» **Material shown**
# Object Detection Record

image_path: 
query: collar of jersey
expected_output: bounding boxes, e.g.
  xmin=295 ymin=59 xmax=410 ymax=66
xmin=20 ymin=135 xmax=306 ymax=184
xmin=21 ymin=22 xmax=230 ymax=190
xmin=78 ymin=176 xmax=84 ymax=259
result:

» **Challenge**
Copy the records above line for line, with no changes.

» **Solution for this task**
# Object Detection Record

image_path: 
query: collar of jersey
expected_output: bounding boxes, e.g.
  xmin=295 ymin=59 xmax=410 ymax=66
xmin=20 ymin=135 xmax=306 ymax=184
xmin=21 ymin=22 xmax=230 ymax=190
xmin=78 ymin=176 xmax=84 ymax=259
result:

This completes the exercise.